Extract to read:
Text: Matthew 5:38-48 (love your enemies)
Do you get the impression that the number of people seeing each other as enemies has grown lately? There seems to be a lot of fighting going on these days between opposing viewpoints — in the media, in the church, and on the streets.
One of the news stories that upset me last week was about a debate in Parliament. On Thursday, members of Parliament debated a motion by MP Iqra Khalid that calls on the government to “condemn Islamophobia and all forms of systemic racism and religious discrimination.” During the debate, Khalid read out some of the 50,000 hate-filled responses she has received so far about her motion.
Perhaps many of those 50,000 messages come from a small group of damaged people with too much time on their hands. It could be that many of them are the work of Twitter bots that have been programmed by racists to generate insults and threaten violence. But 50,000 still seems like an awful lot of hate-filled messages sent to oppose a motion about tolerance and inclusion.
Last Wednesday evening, more than 1,000 people met at Canada Christian College in Toronto to denounce Khalid’s motion, including four candidates for the leadership of the Conservative Party. At the meeting, the president of this evangelical college, Charles McVety, said “Jesus Christ teaches us to love everyone including Muslims, but we do not have to love Islam.”

Tasks to perform:
**a.** Write out the passage of the sermon on loving your enemies between "Perhaps many of" and "tolerance and inclusion.", inclusive.
**b.** Continue the sermon on loving your enemies from its last sentence.

[Point labeling examples]
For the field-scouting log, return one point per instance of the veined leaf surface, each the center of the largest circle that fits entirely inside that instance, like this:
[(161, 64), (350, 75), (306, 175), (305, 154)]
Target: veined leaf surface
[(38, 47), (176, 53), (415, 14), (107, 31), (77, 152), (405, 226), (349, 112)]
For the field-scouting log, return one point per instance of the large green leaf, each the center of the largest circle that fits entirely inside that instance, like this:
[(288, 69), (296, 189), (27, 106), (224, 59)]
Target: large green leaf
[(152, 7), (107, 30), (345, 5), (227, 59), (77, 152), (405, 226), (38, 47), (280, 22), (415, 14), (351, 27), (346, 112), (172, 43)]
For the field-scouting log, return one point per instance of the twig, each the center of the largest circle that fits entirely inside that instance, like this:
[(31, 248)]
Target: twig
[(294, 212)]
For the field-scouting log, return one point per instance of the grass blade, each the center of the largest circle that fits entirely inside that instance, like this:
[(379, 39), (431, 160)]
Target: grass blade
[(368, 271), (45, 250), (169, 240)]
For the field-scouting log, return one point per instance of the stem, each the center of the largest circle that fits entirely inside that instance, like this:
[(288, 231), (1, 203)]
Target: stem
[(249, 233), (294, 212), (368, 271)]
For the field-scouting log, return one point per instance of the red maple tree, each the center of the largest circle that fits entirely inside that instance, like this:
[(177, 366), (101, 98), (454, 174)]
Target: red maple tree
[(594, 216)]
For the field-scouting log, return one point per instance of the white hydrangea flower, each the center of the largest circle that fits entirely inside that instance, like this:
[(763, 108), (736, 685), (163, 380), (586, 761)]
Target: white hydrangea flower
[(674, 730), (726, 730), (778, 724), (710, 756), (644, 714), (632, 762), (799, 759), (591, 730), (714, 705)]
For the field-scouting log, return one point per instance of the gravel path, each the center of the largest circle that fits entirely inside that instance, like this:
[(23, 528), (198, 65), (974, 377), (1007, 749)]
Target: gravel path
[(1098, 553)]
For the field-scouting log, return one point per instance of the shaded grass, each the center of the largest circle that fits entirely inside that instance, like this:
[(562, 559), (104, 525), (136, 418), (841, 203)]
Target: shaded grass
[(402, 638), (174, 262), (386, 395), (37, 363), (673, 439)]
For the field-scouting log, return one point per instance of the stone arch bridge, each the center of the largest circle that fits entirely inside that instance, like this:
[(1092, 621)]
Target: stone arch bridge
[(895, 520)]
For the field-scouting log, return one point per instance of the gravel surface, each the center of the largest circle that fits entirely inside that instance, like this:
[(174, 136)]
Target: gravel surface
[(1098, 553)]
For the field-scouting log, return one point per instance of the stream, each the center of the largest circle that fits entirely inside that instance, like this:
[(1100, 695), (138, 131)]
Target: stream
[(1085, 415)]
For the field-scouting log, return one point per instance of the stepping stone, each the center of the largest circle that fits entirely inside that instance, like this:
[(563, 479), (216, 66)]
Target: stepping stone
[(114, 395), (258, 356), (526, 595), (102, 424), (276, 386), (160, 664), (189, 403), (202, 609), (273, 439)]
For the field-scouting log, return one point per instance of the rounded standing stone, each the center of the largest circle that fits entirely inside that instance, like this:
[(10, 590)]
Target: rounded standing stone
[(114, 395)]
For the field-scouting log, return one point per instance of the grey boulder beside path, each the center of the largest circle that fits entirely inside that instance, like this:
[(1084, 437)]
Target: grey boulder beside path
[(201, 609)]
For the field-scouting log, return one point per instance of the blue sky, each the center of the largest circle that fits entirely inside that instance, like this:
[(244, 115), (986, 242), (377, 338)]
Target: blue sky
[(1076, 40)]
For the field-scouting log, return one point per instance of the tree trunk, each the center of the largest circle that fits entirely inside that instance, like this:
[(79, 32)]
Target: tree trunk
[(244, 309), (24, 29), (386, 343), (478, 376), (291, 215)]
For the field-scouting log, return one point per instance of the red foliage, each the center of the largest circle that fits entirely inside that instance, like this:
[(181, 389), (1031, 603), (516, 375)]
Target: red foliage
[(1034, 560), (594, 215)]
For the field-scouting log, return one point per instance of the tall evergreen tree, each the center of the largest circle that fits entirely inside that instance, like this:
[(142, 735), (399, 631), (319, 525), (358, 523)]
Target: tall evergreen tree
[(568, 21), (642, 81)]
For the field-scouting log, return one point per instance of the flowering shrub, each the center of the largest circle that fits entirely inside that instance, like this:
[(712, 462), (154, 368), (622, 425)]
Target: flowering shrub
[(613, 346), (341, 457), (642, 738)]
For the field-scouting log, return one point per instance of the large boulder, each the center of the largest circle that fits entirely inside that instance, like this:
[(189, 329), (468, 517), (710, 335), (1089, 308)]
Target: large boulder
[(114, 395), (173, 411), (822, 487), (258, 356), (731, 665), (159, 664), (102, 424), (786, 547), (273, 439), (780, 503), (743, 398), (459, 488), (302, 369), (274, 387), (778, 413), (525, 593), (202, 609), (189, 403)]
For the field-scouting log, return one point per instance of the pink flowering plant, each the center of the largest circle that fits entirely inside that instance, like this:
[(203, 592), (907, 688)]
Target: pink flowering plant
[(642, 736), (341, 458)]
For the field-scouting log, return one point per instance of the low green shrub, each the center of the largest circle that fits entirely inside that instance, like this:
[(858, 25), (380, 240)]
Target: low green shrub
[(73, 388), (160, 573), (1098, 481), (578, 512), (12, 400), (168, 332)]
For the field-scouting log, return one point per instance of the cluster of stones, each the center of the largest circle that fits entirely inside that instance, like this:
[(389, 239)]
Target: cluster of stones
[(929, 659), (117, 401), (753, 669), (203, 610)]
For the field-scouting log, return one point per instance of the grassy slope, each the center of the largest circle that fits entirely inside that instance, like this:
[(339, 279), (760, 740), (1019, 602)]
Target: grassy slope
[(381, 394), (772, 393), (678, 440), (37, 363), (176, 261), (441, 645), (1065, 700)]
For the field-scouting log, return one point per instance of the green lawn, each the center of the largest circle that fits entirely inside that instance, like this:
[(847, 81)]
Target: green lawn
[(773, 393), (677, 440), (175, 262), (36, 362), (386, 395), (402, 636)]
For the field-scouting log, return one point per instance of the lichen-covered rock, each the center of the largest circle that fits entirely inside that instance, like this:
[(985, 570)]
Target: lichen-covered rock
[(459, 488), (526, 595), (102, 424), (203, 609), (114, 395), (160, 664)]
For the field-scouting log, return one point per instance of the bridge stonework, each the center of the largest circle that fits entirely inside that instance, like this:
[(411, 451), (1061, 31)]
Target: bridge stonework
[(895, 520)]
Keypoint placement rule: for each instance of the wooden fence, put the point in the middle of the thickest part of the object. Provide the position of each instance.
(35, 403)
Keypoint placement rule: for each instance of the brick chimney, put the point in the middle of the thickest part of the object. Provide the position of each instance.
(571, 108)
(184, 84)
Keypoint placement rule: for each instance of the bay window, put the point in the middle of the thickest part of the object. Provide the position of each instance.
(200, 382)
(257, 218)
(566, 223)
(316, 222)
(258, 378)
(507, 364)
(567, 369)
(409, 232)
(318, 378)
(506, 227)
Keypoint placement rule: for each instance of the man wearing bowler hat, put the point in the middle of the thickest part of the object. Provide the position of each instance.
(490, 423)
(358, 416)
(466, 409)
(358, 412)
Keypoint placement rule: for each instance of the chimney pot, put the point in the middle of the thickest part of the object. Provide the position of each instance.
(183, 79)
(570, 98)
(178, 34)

Outputs:
**a.**
Perhaps many of those 50,000 messages come from a small group of damaged people with too much time on their hands. It could be that many of them are the work of Twitter bots that have been programmed by racists to generate insults and threaten violence. But 50,000 still seems like an awful lot of hate-filled messages sent to oppose a motion about tolerance and inclusion.

**b.**
Today we heard the section from the Sermon on the Mount in which Jesus urges us to love our enemies. As a follower of Jesus, I suppose this means that I should try to love Charles McVety despite his efforts for the last 25 years to oppose same-sex marriage and the teaching of Darwinism in schools and his role today as a leader of the anti-Muslim movement.
I consider McVety to be an enemy of truth and compassion regardless of his Christian credentials. For this reason, it is not easy for me to love him.
To help reflect on Jesus’ teaching to love our enemies, I now turn to a movie that is nominated for eight Academy awards and that has already won the Golden Globe award for the best dramatic picture of 2016 — Moonlight.
Moonlight is about the struggles of Chiron, a Black boy growing up in a poor part of Miami. In the first third of the film, Chiron is nine years old. He is small, slight and different. One day while fleeing bullies, Chiron is rescued by a drug dealer named Juan. Despite Juan’s life of crime, he and his girlfriend provide crucial support for Chiron, including their reassurance that it is OK to be gay despite the hatred of gays voiced by bullies in the schoolyard.
In the middle section of the film, Chiron is 17 years old. He is still slight and still the victim of bullies. But despite his mother Paula’s addiction to crack, and despite a lack of awareness about sex, sexuality, and how to communicate, Chiron takes his first tentative steps towards romantic love with another boy.
In the final section of the film, Chiron is 27 years old and active in the criminal drug trade. He has become large, strong and imposing, but he is still searching for identity, tenderness and love.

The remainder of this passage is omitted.